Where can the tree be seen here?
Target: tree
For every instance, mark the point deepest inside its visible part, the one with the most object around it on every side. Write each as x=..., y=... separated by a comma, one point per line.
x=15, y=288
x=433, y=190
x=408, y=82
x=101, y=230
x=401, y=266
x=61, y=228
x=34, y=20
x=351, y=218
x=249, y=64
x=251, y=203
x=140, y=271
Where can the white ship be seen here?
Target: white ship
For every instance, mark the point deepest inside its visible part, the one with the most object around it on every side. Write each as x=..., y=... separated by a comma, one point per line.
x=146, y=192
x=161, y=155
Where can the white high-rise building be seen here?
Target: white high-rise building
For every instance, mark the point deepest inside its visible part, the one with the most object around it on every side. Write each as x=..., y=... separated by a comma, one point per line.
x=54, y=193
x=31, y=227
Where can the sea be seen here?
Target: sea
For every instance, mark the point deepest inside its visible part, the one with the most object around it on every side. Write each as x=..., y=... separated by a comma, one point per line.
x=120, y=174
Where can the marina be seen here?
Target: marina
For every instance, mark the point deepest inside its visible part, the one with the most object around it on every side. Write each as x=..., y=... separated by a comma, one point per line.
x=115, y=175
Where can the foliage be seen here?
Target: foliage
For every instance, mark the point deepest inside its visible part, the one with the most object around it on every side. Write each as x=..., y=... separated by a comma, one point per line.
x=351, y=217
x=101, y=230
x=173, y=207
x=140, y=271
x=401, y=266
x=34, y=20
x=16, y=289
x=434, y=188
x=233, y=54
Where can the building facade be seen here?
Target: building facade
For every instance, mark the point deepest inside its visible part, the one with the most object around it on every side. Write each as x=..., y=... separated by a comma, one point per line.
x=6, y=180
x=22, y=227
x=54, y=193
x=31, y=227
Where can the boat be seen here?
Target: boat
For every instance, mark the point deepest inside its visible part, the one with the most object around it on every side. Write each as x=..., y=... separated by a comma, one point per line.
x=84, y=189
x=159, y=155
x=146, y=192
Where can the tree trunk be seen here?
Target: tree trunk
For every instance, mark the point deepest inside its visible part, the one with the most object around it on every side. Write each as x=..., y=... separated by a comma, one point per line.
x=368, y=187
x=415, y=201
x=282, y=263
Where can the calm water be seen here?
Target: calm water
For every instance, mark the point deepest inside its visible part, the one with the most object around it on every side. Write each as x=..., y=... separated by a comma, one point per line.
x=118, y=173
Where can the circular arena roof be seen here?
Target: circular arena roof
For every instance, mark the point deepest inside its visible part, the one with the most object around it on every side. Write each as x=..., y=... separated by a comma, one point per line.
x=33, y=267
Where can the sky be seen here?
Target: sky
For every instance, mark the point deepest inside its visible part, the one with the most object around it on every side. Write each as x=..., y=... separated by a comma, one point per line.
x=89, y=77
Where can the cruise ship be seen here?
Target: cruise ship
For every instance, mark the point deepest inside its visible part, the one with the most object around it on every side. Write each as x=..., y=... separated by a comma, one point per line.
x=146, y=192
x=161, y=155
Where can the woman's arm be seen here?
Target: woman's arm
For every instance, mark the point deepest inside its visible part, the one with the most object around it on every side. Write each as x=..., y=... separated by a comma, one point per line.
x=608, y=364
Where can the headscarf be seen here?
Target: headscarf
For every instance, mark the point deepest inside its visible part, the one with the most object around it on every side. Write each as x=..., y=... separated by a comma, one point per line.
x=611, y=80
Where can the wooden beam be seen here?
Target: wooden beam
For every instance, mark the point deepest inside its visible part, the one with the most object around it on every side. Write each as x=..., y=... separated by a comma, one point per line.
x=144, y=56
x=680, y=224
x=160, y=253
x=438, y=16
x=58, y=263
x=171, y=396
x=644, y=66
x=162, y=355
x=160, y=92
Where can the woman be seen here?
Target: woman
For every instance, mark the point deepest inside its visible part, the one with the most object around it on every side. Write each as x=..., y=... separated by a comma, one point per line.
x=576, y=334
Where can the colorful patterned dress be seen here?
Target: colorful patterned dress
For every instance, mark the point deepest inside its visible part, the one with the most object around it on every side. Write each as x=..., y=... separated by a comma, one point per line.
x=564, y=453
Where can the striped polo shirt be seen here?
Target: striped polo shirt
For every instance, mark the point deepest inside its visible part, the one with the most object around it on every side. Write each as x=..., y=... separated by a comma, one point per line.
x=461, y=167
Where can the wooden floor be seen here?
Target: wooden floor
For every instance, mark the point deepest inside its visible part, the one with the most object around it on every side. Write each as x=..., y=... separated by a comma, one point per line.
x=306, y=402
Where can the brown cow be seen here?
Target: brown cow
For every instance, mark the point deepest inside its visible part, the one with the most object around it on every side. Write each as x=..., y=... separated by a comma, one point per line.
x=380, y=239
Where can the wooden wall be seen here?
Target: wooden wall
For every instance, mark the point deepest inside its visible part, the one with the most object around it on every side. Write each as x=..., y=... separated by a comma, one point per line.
********
* **Requirement**:
Copy out the data between the lines holding "Where can the calm water be seen here?" and "x=33, y=267", inclusive, with the requests included. Scale every x and y coordinate in the answers by 0.55 and round to whole numbers, with halves rounding up.

* **In response**:
Where can the calm water be seen here?
Target: calm water
For every instance, mark the point deepest inside its visible part, the one with the most object around it on every side. Write each as x=..., y=... separated by a comma, one point per line.
x=65, y=95
Where can the circular arena roof be seen here?
Target: circular arena roof
For every instance, mark the point deepest inside its visible part, the one with the most object around it on every side. Write each as x=..., y=... separated by a comma, one point per line.
x=18, y=147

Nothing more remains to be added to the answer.